WHAT YOU SHOULD DO:
Using the entries that follow, give only the number of lines with the word "below" in them.

Records from a dataset:
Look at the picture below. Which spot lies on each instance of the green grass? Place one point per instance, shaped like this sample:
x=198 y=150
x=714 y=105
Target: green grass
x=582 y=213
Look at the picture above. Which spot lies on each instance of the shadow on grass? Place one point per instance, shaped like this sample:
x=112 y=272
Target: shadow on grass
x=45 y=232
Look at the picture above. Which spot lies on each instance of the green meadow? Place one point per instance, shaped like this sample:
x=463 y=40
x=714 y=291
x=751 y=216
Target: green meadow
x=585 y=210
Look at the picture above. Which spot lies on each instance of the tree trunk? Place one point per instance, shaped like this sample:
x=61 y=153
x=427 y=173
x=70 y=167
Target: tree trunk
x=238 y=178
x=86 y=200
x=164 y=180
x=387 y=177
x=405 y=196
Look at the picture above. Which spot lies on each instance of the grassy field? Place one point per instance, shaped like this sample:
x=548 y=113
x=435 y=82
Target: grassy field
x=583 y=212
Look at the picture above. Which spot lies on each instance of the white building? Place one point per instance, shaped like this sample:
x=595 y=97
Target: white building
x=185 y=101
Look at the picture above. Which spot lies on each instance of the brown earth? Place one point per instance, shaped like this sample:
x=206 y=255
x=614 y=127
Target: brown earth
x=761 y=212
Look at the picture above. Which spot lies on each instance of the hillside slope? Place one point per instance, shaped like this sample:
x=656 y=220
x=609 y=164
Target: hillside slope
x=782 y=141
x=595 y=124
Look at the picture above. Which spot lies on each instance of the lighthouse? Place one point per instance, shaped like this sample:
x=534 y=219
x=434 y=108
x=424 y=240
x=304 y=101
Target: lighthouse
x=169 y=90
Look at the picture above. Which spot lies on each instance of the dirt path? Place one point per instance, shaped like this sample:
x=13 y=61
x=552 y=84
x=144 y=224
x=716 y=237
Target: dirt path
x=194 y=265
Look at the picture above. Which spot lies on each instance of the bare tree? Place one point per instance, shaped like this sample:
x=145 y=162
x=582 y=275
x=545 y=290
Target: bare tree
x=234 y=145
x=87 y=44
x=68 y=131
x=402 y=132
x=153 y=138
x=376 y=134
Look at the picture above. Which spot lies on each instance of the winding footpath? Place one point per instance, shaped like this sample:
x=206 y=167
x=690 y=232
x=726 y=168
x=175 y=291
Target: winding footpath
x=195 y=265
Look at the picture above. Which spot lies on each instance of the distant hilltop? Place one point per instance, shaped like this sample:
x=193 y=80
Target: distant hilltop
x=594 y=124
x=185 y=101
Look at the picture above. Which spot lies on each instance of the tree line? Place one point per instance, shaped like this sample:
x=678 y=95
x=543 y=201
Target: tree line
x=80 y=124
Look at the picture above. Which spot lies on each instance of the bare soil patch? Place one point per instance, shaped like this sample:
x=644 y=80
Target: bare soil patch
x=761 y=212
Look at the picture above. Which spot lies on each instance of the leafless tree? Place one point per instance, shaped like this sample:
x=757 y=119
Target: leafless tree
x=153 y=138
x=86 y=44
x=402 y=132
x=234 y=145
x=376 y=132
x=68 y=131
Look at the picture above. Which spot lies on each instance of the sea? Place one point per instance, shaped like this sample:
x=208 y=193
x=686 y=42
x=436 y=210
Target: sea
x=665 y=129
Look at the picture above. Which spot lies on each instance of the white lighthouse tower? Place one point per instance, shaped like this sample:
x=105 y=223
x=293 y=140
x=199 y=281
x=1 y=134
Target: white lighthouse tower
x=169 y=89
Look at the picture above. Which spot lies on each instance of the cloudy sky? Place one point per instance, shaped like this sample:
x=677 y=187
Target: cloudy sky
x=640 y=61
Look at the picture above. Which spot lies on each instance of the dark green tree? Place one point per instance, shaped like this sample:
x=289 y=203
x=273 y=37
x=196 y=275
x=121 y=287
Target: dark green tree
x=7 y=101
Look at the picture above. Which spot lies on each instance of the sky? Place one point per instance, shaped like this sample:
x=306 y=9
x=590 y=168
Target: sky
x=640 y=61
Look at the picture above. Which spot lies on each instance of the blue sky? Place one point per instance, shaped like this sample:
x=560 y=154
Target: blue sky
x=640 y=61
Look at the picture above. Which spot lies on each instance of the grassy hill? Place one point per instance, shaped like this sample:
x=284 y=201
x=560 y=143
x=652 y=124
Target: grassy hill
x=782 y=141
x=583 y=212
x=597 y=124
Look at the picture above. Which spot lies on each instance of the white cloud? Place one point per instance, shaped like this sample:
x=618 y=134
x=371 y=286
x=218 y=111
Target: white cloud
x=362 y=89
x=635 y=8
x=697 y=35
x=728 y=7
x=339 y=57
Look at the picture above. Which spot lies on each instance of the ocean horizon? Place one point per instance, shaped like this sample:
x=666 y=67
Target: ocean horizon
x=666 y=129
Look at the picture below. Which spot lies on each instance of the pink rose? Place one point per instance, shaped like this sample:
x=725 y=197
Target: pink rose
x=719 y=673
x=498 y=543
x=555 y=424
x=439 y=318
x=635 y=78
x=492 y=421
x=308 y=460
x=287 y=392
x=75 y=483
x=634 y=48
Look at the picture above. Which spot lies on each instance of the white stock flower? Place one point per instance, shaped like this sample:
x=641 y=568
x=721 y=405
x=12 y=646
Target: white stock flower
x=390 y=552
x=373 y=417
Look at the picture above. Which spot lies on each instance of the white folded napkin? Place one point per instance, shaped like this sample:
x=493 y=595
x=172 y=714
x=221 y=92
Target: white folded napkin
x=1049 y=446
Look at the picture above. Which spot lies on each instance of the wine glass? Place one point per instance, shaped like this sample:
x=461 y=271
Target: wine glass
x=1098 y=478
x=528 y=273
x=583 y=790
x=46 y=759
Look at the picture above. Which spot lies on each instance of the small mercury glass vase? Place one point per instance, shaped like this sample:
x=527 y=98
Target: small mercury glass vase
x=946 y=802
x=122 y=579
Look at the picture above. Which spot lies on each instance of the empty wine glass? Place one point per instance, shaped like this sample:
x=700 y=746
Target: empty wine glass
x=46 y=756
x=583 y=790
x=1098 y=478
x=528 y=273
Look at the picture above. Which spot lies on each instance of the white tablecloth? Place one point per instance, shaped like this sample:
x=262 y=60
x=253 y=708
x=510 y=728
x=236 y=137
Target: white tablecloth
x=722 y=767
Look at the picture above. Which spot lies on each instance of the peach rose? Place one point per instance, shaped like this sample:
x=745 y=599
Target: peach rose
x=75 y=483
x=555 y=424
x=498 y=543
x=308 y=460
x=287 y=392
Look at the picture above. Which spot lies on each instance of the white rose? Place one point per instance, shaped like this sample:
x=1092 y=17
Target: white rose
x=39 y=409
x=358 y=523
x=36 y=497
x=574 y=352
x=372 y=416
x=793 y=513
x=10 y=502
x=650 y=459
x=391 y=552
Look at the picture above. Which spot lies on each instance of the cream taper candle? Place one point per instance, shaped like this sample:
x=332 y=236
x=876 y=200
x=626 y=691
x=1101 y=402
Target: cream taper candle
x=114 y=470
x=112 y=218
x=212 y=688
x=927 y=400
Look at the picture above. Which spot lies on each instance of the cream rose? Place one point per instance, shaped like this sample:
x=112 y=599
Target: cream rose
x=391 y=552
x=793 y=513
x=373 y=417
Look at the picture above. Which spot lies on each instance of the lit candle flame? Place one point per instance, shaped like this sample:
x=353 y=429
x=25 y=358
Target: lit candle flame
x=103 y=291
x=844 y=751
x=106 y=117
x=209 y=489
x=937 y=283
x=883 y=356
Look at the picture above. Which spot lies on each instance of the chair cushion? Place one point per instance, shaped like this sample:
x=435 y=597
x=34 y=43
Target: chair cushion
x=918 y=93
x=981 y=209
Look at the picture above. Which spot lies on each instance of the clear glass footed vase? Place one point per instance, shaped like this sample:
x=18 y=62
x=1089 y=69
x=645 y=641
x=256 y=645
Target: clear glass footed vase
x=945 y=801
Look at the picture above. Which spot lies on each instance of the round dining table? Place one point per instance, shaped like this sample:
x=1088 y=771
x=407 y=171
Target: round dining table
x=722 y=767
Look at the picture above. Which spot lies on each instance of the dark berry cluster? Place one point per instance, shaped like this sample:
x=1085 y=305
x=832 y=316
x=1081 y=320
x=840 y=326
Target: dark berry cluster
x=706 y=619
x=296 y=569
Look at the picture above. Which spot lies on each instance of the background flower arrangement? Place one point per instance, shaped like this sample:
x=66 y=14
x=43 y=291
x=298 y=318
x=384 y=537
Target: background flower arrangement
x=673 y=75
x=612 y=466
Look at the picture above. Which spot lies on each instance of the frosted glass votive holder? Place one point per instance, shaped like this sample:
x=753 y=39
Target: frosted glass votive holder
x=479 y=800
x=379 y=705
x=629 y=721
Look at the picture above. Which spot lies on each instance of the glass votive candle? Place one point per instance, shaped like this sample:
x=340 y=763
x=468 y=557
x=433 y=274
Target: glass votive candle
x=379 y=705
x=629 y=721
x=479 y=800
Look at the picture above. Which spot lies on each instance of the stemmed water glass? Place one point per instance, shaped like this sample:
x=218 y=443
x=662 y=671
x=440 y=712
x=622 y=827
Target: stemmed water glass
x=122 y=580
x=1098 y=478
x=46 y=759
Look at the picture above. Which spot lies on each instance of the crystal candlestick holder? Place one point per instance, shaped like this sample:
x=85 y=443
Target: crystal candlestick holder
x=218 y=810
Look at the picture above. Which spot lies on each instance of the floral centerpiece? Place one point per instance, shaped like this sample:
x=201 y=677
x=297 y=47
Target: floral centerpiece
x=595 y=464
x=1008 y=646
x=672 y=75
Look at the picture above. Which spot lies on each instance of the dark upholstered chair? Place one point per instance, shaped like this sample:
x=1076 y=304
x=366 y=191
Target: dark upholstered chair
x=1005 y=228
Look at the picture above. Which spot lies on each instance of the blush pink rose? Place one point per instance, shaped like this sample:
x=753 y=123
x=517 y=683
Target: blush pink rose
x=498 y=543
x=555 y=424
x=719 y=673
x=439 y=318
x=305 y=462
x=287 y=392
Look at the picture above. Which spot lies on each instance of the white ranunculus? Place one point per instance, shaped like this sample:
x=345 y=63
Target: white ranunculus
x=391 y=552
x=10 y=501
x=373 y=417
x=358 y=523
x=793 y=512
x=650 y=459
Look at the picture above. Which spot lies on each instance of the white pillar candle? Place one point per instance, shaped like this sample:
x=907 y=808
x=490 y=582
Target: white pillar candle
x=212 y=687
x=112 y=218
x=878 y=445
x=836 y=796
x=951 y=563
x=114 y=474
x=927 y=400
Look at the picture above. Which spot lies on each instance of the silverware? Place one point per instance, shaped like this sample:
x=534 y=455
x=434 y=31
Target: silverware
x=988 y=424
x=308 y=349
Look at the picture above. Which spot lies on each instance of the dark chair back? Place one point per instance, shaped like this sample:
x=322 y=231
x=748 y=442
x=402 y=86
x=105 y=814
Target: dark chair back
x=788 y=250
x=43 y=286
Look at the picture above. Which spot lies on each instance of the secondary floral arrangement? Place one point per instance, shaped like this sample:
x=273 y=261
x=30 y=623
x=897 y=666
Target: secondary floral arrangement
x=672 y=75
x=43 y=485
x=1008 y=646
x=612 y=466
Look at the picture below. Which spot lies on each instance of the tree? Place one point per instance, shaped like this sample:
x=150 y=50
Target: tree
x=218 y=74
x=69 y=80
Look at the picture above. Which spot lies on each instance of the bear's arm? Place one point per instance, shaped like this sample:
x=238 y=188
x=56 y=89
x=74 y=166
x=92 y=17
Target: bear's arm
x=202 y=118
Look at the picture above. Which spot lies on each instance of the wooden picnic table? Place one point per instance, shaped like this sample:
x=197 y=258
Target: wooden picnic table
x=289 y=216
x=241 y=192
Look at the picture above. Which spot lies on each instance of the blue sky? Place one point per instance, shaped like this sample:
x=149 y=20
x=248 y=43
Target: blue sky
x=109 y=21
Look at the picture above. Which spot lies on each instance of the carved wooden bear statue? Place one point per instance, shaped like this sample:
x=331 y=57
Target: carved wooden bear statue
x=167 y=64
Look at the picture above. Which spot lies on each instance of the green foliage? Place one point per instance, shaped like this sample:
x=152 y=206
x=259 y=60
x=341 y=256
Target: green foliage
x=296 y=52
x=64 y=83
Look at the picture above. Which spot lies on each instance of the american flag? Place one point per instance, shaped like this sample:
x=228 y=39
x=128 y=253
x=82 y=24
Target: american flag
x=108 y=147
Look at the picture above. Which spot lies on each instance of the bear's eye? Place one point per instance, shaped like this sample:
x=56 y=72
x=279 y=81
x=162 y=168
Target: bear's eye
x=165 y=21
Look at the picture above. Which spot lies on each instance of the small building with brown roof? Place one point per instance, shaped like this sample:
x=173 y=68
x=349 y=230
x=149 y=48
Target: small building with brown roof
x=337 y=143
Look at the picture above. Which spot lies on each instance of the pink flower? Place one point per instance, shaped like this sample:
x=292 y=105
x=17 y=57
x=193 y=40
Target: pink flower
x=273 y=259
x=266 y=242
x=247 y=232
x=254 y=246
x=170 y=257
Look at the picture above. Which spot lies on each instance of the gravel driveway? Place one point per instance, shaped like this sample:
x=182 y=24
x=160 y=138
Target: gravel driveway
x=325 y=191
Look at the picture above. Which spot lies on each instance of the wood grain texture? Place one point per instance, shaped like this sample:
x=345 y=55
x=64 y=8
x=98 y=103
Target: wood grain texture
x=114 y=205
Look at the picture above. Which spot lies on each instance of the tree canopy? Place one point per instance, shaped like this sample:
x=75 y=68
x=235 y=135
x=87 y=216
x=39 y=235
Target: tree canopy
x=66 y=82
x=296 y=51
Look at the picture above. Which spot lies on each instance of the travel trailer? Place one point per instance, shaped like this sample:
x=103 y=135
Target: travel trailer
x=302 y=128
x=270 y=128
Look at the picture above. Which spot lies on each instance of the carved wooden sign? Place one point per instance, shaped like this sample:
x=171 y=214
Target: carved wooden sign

TASK ANSWER:
3